_Selected passage_.
◆ ◆ ◆
To the stupid bitch in the little red sports car that almost caused me to have a wreck in the exact same place and the exact same way as the one that I was involved in a few months ago…May you wipe your ass with salt cover razors for life.
Unless Goerge Clooney himself is waving you over from the pumps, there is nothing in that gas station worth crossing six lanes of traffic.
And I don’t care if 2 of the 3 westbound lanes of traffic have stopped to let you enter. I cannot see your intentions (hell I cant even see your car!) And I am not some idiot driver who thinks I am doing you a favor by letting you illegally do a U Turn to enter a business…I know this intersection well…ask the kid who paid for my Nissan Armada Rental for a month and car repairs after he pulled this same braintastic maneuver. Lucky for you it was not raining today and I could stop.
I know that pickup truck full of horny men want to stare at you and flirt and wave you across their lanes of traffic and even though I am sure this boosts your trashy ass ego up there with the likes of your mentor, Anna Nicole Smith…DO NOT PULL OUT IN FRONT ME YOU FUCKING BITCH.
◆ ◆ ◆
_Listed entries_.

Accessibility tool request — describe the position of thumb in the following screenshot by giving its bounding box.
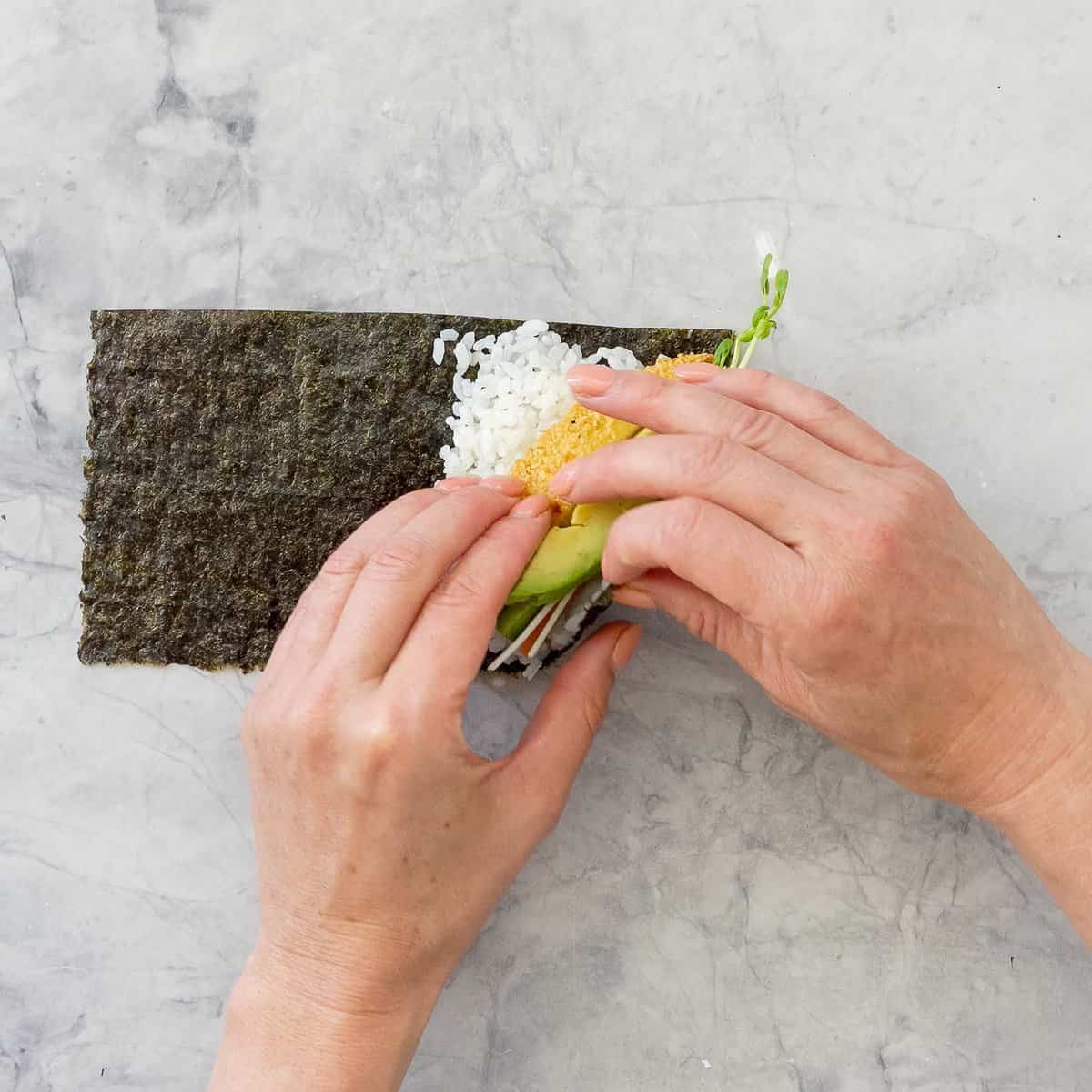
[612,569,763,682]
[504,622,641,835]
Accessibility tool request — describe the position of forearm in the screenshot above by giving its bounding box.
[983,642,1092,945]
[208,957,432,1092]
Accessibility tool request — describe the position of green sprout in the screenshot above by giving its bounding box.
[713,255,788,368]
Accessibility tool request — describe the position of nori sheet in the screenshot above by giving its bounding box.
[80,311,727,671]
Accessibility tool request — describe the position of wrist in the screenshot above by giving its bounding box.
[972,651,1092,944]
[211,943,436,1092]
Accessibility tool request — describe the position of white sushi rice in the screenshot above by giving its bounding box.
[432,318,641,678]
[432,318,641,477]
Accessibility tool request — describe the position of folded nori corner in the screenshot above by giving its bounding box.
[80,311,727,671]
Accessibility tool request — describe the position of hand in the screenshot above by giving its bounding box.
[206,480,639,1092]
[552,364,1088,814]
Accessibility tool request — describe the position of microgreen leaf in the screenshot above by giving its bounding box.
[713,255,788,368]
[759,255,774,299]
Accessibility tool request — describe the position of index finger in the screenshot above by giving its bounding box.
[676,364,911,466]
[388,495,551,698]
[323,481,522,678]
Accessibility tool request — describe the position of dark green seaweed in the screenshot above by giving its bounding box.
[80,311,726,671]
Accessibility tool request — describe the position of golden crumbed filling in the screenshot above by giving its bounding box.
[511,353,714,519]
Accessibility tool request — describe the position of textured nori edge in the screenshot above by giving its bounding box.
[78,311,727,671]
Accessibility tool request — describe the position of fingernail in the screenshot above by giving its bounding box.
[508,492,553,520]
[564,364,613,398]
[675,360,724,383]
[432,477,480,492]
[611,626,641,672]
[481,477,528,497]
[550,466,577,497]
[611,584,656,611]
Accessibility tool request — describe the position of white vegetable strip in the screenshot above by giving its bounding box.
[487,602,553,672]
[528,588,577,660]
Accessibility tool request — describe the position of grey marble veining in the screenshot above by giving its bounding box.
[0,0,1092,1092]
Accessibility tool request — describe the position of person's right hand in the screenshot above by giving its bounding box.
[552,364,1090,814]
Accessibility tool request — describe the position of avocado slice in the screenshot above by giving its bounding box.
[502,500,641,612]
[497,602,541,641]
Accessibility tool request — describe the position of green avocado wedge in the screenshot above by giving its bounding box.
[502,500,641,612]
[497,602,541,641]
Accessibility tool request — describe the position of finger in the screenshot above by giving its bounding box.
[551,436,842,546]
[676,364,911,466]
[324,486,515,678]
[498,622,641,841]
[612,569,763,682]
[602,497,804,626]
[567,365,856,490]
[388,496,551,698]
[258,490,441,678]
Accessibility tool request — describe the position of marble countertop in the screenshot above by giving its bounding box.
[0,0,1092,1092]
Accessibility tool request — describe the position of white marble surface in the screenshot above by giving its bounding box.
[0,0,1092,1092]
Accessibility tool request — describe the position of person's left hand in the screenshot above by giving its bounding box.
[212,480,639,1092]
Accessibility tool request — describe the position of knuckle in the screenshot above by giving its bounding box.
[679,436,732,481]
[899,462,950,512]
[657,497,704,546]
[857,518,905,568]
[807,588,855,642]
[806,391,845,424]
[318,536,367,580]
[367,534,430,583]
[730,406,777,451]
[681,605,724,648]
[432,571,490,611]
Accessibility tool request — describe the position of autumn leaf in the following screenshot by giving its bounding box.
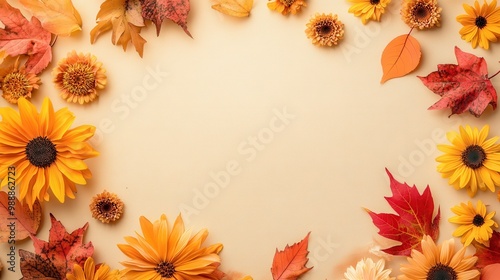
[0,0,52,74]
[0,192,42,242]
[271,233,312,280]
[419,47,497,117]
[365,169,440,256]
[21,214,94,279]
[380,34,422,83]
[90,0,146,57]
[19,0,82,36]
[141,0,192,37]
[212,0,253,17]
[473,230,500,268]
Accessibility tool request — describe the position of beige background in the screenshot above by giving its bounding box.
[0,0,500,280]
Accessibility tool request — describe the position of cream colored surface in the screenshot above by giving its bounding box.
[0,0,500,280]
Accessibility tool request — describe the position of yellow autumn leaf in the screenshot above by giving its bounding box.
[90,0,146,57]
[20,0,82,36]
[380,34,422,83]
[212,0,253,17]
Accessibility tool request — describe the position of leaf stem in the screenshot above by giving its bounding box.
[488,70,500,80]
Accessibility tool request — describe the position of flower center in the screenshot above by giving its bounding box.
[462,145,486,169]
[476,16,488,29]
[472,214,484,227]
[155,261,175,278]
[426,263,458,280]
[280,0,295,7]
[412,3,431,21]
[26,136,57,168]
[2,72,29,98]
[62,63,95,95]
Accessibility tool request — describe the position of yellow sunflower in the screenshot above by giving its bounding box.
[401,0,442,30]
[344,258,394,280]
[118,215,222,280]
[448,200,498,246]
[436,125,500,197]
[457,0,500,50]
[0,98,98,206]
[349,0,391,24]
[52,51,106,104]
[398,235,480,280]
[267,0,307,15]
[66,257,120,280]
[0,58,41,104]
[305,14,344,47]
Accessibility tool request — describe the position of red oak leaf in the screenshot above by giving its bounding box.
[271,233,312,280]
[142,0,192,37]
[0,0,52,74]
[419,47,497,117]
[365,169,440,256]
[21,214,94,279]
[474,230,500,268]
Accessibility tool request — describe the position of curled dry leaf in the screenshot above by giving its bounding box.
[141,0,192,37]
[212,0,253,17]
[20,0,82,36]
[0,0,52,74]
[365,169,440,256]
[380,34,422,83]
[419,47,497,117]
[0,191,42,242]
[271,233,312,280]
[90,0,146,57]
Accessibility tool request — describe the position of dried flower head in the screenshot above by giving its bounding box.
[401,0,441,30]
[52,51,106,104]
[0,60,40,104]
[89,190,123,223]
[306,14,344,47]
[267,0,307,15]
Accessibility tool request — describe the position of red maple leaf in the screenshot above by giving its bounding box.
[141,0,192,37]
[419,47,497,117]
[474,230,500,268]
[271,233,312,280]
[0,0,52,74]
[365,169,440,256]
[21,214,94,279]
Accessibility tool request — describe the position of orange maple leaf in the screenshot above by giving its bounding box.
[271,232,312,280]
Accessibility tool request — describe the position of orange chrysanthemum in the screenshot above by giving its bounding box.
[267,0,307,15]
[0,97,98,206]
[0,60,41,104]
[52,51,106,104]
[118,215,222,280]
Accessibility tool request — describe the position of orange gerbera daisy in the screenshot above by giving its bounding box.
[0,98,98,206]
[52,51,106,104]
[118,215,222,280]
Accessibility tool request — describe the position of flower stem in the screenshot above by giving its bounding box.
[488,70,500,80]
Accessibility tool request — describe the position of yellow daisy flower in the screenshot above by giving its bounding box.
[401,0,442,30]
[457,0,500,50]
[0,98,98,207]
[349,0,391,24]
[0,59,41,104]
[118,215,222,280]
[305,14,344,47]
[398,235,480,280]
[344,258,395,280]
[267,0,307,15]
[448,200,498,246]
[52,51,106,104]
[66,257,120,280]
[436,125,500,197]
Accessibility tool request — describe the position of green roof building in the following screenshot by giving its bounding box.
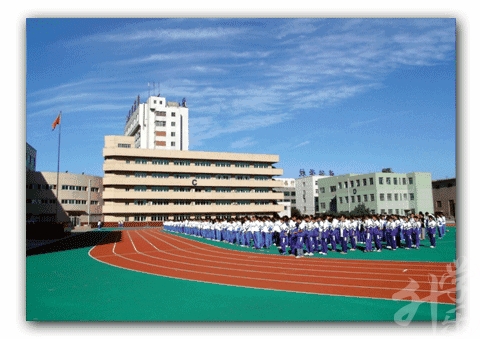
[318,171,434,215]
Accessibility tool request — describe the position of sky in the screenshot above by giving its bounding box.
[26,17,457,180]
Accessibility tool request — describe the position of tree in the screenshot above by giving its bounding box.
[350,204,371,217]
[290,207,302,218]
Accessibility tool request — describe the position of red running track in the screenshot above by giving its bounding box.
[90,229,456,304]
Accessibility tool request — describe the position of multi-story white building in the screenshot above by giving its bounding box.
[25,171,103,226]
[295,175,327,215]
[124,96,188,151]
[273,178,297,218]
[103,136,283,224]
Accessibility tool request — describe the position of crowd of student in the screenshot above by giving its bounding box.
[164,212,446,258]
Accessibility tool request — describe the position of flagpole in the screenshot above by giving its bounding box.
[55,111,62,223]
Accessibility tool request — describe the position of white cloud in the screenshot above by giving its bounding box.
[230,137,257,148]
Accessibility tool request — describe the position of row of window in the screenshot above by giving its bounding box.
[27,184,57,190]
[27,184,100,192]
[338,193,415,204]
[126,160,269,168]
[125,185,271,193]
[125,199,273,206]
[126,172,270,182]
[27,199,98,205]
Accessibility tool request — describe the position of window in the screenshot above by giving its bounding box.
[215,174,230,180]
[173,160,190,166]
[173,173,190,179]
[152,159,169,165]
[195,161,212,167]
[152,173,169,179]
[152,186,168,192]
[195,174,212,179]
[152,200,168,206]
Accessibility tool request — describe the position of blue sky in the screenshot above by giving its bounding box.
[26,18,456,179]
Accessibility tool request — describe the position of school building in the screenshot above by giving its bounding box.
[103,136,283,223]
[317,172,434,215]
[25,171,102,227]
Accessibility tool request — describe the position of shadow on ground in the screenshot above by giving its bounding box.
[27,231,122,257]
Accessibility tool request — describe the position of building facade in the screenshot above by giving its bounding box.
[318,172,433,215]
[103,136,283,222]
[25,142,37,171]
[432,178,457,219]
[26,171,103,227]
[273,178,297,218]
[124,96,189,150]
[295,175,328,215]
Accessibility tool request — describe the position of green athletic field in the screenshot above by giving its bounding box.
[26,227,456,322]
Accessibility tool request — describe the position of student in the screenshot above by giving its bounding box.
[319,215,330,255]
[402,216,413,250]
[363,216,373,252]
[427,215,437,248]
[338,215,350,254]
[372,215,382,252]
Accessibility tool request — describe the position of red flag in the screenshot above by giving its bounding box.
[52,114,60,131]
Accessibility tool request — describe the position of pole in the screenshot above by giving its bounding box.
[55,111,62,222]
[87,179,92,227]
◆ ◆ ◆
_Tasks and exercises_.
1. In the rant about the near-crash by the gas station, what rental did the kid pay for after pulling the same maneuver?
2. Continue the rant about the driver in the little red sports car from its last sentence.

_Answers provided_.
1. A Nissan Armada rental for a month, along with the car repairs.

2.
And then, the childish gigglefest that you displayed was extremely inappropriate to say the least. Perhaps all the peroxide hair colorings and wine cooler weekends are taking a toll on your already diminshed intelligence?
It took all of the will power that I possess to keep from turning around and beating the shit out of you.
The least you could have done was the “I’m so sorry I am a dumbass” apologetic wave!
I wish I had hit you…I wish I had folded your little sports car up like an origami swan and let you pay for your stupidity. Maybe then you would realize how reckless you were and that you could have killed someone with your lack of common sense.
Hopefully one of your many STDs will keep you from making the 8-10 babies you dream of spouting…we really don’t need you spreading your gene pool around.